Return every line of the data exactly as it stands.

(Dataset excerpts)
◇ ◇ ◇ ◇ ◇
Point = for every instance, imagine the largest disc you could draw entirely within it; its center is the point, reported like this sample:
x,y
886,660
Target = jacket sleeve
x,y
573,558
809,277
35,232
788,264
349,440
◇ ◇ ◇ ◇ ◇
§ Answer box
Point = for every instance, imagine the largest disc you could draw entirely within it; its center is the point, reported like this sample:
x,y
886,660
Target = jacket sleeve
x,y
573,558
809,277
35,232
788,264
349,440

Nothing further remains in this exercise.